Dataset entries
'''
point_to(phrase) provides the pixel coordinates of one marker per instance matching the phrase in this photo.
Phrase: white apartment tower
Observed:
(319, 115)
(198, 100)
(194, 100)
'''
▶ **WORK TO COMPLETE**: Nothing in the entries above may be left out; retype them all exactly.

▶ **SOLUTION TO THE PROBLEM**:
point_to(phrase) provides the pixel coordinates of one marker per instance matching the phrase in this photo.
Phrase: white apartment tower
Observed:
(319, 115)
(198, 100)
(194, 100)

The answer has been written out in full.